Rédigez la suite du texte sur le despotisme royal sous Louis XV, en commençant juste après sa dernière phrase.

◆ Texte
-------------------------

De là je ne sais quel amalgame confus et artificiel où le lien moral d’une société se dissout, où le sens de la vie collective s’émousse, où il ne reste que l’instinct personnel, des atomes humains, des individus absorbés dans le soin de leur sécurité, de leurs jouissances ou de leurs intérêts, et il arrive ce que d’Argenson disait de son temps : « Jamais on n’a plus fait d’affaires qu’aujourd’hui; plus le temps est misérable dans le public, plus l’intérêt particulier se replie à gagner avec effronterie. » Il se peut que dans un monde ainsi fait, ainsi énervé et amolli, le despotisme royal soit plus à l’aise; il n’est gêné ni par la lumière accusatrice des débats publics, ni par les contrôles réguliers de l’opinion, ni par la virilité des mœurs, ni par l’inflexibilité des lois. Tout est si bien pulvérisé, bouleversé autour de lui, qu’il n’a plus aucune résistance sérieuse à craindre; il est libre et seul libre. C’est le moment, croyez-vous, où il va paraître dans la splendeur de sa force et de son activité bienfaisante! C’est au contraire le moment où éclate la radicale impuissance du pouvoir absolu, et sous ce rapport le règne de Louis XV est assurément un des exemples les plus étranges.

-------------------------

◆ Données fournies
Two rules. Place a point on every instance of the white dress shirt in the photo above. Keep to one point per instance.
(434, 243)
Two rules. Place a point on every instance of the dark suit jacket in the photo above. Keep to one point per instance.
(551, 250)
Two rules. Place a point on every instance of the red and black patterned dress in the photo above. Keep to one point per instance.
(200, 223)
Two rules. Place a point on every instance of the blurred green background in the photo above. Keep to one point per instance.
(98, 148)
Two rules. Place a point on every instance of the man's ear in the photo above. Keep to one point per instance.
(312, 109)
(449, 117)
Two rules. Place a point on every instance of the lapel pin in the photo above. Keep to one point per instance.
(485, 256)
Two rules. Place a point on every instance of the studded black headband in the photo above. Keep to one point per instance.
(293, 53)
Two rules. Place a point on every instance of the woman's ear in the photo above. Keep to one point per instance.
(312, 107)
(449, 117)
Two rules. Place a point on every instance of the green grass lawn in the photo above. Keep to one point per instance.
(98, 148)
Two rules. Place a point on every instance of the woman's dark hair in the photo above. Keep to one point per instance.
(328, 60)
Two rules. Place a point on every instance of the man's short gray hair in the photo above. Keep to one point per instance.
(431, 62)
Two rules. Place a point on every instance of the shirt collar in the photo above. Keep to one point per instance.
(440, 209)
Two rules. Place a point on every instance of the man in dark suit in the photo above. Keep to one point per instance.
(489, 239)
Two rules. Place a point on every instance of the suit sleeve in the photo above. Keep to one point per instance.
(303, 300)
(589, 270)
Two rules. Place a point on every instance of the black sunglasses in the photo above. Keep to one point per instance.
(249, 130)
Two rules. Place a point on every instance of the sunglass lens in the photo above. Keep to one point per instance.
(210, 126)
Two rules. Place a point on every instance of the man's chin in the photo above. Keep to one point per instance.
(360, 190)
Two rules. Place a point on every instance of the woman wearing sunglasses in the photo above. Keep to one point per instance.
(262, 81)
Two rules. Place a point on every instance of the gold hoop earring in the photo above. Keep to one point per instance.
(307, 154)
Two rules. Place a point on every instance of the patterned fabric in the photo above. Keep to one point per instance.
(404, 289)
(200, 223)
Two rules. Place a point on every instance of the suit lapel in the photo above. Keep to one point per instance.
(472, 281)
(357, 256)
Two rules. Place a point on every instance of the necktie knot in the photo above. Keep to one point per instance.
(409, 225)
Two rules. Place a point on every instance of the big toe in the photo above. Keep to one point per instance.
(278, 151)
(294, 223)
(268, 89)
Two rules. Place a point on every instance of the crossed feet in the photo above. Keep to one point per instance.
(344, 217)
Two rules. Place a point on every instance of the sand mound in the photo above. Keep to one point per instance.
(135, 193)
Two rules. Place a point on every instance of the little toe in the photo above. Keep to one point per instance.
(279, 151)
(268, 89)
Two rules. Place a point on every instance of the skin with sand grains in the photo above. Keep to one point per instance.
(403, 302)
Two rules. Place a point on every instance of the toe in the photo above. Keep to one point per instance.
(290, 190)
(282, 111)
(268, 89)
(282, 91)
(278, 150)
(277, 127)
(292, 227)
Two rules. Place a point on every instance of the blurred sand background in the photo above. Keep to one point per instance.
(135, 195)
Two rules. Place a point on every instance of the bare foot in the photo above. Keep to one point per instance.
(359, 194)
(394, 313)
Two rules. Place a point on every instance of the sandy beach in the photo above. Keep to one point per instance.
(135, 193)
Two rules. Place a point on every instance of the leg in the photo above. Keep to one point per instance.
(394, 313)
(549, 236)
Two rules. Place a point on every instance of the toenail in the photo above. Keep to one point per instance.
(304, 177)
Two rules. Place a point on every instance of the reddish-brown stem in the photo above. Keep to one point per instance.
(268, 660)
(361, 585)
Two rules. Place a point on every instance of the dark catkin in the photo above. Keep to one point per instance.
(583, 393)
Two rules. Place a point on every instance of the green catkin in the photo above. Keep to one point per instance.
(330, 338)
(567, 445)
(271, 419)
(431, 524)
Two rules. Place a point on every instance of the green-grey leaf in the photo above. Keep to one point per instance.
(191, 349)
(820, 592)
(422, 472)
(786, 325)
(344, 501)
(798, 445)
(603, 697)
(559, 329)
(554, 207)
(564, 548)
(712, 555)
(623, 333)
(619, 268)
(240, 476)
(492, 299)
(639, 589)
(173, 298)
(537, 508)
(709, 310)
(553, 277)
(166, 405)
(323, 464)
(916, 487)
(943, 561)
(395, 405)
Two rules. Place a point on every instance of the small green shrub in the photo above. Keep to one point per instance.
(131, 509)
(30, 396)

-------------------------

◆ Réponse proposée
Parce que les libertés françaises n’existent plus, parce que l’autorité des parlemens est méconnue ou annulée, parce qu’on est réduit à chercher dans les gazettes étrangères les nouvelles du royaume, parce que tout se fait dans l’obscurité et le silence, ou, ce qui est peut-être plus trompeur encore, dans un demi-silence et une demi-obscurité, la royauté n’en est pas plus forte et plus réellement omnipotente. Les limites qu’elle ne trouve pas dans la saine et régulière activité du pays, dans la puissance avouée de la loi et de l’opinion, elle les trouve dans cette organisation même dont elle n’est que le prête-nom, dans les passions qu’elle déchaîne, dans les cupidités qu’elle fomente et qu’elle ne peut réprimer, dans les complicités intéressées qui la trompent, et lui « bouchent les yeux, » selon le mot de d’Argenson, — dans cette multitude de petites omnipotences qui s’élèvent à tous les degrés de la hiérarchie.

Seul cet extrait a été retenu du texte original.